__Problem to work on__.
The whole of the data is to be reproduced exactly.

__Given data__.

━━━━━━━━

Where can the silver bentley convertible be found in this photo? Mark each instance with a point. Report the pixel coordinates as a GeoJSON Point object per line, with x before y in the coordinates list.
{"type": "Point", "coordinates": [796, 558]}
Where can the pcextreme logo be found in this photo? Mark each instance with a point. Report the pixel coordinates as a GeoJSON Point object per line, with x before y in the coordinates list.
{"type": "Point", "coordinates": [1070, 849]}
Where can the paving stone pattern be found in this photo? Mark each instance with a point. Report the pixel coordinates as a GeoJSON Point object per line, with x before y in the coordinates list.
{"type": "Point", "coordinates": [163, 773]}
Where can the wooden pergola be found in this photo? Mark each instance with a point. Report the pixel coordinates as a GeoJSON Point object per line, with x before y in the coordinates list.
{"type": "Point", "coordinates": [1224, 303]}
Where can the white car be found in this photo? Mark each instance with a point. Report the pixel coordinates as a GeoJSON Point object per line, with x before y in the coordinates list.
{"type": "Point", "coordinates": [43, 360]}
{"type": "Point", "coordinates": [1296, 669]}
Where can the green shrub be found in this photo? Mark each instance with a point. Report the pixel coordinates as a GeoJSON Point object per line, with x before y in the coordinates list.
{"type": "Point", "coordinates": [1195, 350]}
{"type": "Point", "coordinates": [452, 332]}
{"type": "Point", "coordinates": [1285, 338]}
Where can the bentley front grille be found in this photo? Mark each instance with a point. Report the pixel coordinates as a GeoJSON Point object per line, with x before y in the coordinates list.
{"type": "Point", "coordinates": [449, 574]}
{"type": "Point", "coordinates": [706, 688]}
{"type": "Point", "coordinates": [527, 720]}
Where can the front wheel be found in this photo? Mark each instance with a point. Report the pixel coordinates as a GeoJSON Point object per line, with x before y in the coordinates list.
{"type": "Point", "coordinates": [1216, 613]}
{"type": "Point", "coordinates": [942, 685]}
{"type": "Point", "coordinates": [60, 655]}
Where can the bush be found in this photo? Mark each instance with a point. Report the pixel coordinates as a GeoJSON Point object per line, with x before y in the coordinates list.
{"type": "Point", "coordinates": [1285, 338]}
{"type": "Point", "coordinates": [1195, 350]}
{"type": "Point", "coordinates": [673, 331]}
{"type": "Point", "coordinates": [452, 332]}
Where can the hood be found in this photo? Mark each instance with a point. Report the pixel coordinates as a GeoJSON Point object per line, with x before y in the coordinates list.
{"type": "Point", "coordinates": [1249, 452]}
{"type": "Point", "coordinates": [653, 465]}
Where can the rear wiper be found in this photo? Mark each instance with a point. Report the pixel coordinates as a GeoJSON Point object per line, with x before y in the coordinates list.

━━━━━━━━

__Answer__.
Where can the silver bentley convertible be found in this photo? Mark each instance with a point. Report the pixel coordinates as a GeoJSON Point object per line, with x before y in the coordinates list.
{"type": "Point", "coordinates": [796, 558]}
Where can the pcextreme logo be found in this photo? Mark each instance with a point. Report the pixel coordinates as a GeoJSON Point object per line, with x before y in the coordinates list.
{"type": "Point", "coordinates": [1070, 849]}
Where can the paving stone pattern be found in this photo? Mark each instance with a point. Report the pixel coordinates as a GeoJSON Point object per line, with x before y in the coordinates list.
{"type": "Point", "coordinates": [163, 773]}
Where can the wooden pergola be found in this photo? Mark each instance with a point. Report the pixel coordinates as a GeoJSON Point object per line, with x before y in the coordinates list.
{"type": "Point", "coordinates": [1224, 303]}
Where can the white car be found in this photo? Mark each instance with a point. Report the pixel coordinates as a GeoJSON Point object per line, with x before y in the coordinates list.
{"type": "Point", "coordinates": [43, 360]}
{"type": "Point", "coordinates": [1296, 669]}
Where can the green shrub be found in this photo? Mark each instance with a point. Report the pixel coordinates as a GeoJSON Point object per line, with x before y in the coordinates list.
{"type": "Point", "coordinates": [1195, 350]}
{"type": "Point", "coordinates": [452, 332]}
{"type": "Point", "coordinates": [1285, 338]}
Where can the bentley front grille be found in this photo? Mark each instance with a point. Report the pixel coordinates as a GeoJSON Point object per line, with x before y in the coordinates list.
{"type": "Point", "coordinates": [449, 574]}
{"type": "Point", "coordinates": [706, 688]}
{"type": "Point", "coordinates": [527, 720]}
Where can the front wheel be found in this photo? Mark each instance with a point. Report the pixel coordinates as a GeoJSON Point object per line, with x before y in the coordinates list.
{"type": "Point", "coordinates": [1216, 613]}
{"type": "Point", "coordinates": [942, 685]}
{"type": "Point", "coordinates": [60, 655]}
Where can the bush be found in this photo? Mark each instance with a point. Report the pixel coordinates as a GeoJSON Point object per line, with x before y in the coordinates list.
{"type": "Point", "coordinates": [1285, 338]}
{"type": "Point", "coordinates": [1195, 350]}
{"type": "Point", "coordinates": [673, 331]}
{"type": "Point", "coordinates": [452, 332]}
Where can the hood be found in this photo? Mark each instance with a point. Report the pixel coordinates as a GeoJSON Point object per line, with x before y in the coordinates list.
{"type": "Point", "coordinates": [1249, 452]}
{"type": "Point", "coordinates": [653, 465]}
Where can the rear wiper be found in this photo? Mark each instance with a point. Report the pixel coordinates as a GeoJSON Point object per line, with x before y in the coordinates list.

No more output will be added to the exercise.